→ **Assigned task A**: Print the part of the Neil Brailsford page below that opens with the words containing "British judge" and closes with "Bar in 1981.", copying it word for word.
→ **Assigned task B**: Write what follows the last sentence of the Neil Brailsford page below, continuing that page.

→ **Page extract**:
☆ ☆ ☆ ☆

Senator of the College of Justice
- Incumbent
- Assumed office 2006
- Nominated by: Jack McConnell As First Minister
- Monarch: Elizabeth II
- Preceded by: Lord Hamilton

Personal details
- Born: Sidney Neil Brailsford 15 August 1954 (age 72) Tore Nursing Home, Edinburgh
- Spouse: Elaine Nicola Robbie
- Children: 3
- Education: University of Stirling, University of Edinburgh, Daniel Stewart's College
- Profession: Advocate

= Neil Brailsford, Lord Brailsford =

British judge

Sidney Neil Brailsford, Lord Brailsford (born 15 August 1954) is a Senator of the College of Justice, a judge of Scotland’s Supreme Courts.

==Early life==
Brailsford was educated at Daniel Stewart's College, Edinburgh, and studied at the University of Stirling (B.A.) and the School of Law of the University of Edinburgh (LL.B.). He was called to the Bar in 1981.

☆ ☆ ☆ ☆

→ **Source data**:

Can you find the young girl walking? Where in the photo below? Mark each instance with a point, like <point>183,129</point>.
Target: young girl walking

☆ ☆ ☆ ☆

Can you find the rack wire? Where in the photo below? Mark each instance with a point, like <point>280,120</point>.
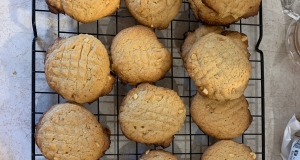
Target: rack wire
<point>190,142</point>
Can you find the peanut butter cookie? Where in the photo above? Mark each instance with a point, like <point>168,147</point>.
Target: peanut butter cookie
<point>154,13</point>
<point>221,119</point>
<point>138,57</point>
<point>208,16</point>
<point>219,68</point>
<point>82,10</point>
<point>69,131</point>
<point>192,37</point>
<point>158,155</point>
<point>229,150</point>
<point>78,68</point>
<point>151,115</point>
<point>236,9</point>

☆ ☆ ☆ ☆

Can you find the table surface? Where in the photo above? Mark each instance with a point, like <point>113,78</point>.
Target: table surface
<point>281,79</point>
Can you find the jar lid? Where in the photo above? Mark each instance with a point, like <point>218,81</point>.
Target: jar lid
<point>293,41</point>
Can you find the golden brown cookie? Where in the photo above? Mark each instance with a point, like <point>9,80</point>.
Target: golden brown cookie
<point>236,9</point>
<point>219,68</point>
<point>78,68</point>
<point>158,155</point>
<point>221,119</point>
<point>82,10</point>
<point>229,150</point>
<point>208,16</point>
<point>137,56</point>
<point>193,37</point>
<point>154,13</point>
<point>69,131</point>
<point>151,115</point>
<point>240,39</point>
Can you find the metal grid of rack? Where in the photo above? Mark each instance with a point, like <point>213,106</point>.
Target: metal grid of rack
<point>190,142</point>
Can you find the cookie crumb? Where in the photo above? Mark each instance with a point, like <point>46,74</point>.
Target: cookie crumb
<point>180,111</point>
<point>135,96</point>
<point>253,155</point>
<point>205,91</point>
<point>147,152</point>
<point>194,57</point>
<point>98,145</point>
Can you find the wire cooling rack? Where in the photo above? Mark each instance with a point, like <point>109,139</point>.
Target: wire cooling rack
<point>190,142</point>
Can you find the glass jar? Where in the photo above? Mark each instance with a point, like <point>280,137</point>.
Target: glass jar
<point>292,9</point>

☆ ☆ ☆ ☆

→ **Answer box A**:
British judge

Sidney Neil Brailsford, Lord Brailsford (born 15 August 1954) is a Senator of the College of Justice, a judge of Scotland’s Supreme Courts.

==Early life==
Brailsford was educated at Daniel Stewart's College, Edinburgh, and studied at the University of Stirling (B.A.) and the School of Law of the University of Edinburgh (LL.B.). He was called to the Bar in 1981.

→ **Answer box B**:
==Legal career==
Brailsford's initial practice at the Bar was mostly in the civil courts, later developing a specialism in insurance. He was appointed Queen's Counsel in 1994, and an Advocate Depute in 1999, serving until 2000, at which time he was elected Treasurer of the Faculty, holding that position for one year. He was appointed a judge of the Court of Session and High Court of Justiciary, Scotland's Supreme Courts, in 2006. His appointment filled the vacancy created by Lord Hamilton's appointment as Lord President. He sits in the outer house. On 27 October 2022 it was announced that Lord Brailsford would chair the public inquiry into the Scottish Government's response to the Covid 19 pandemic.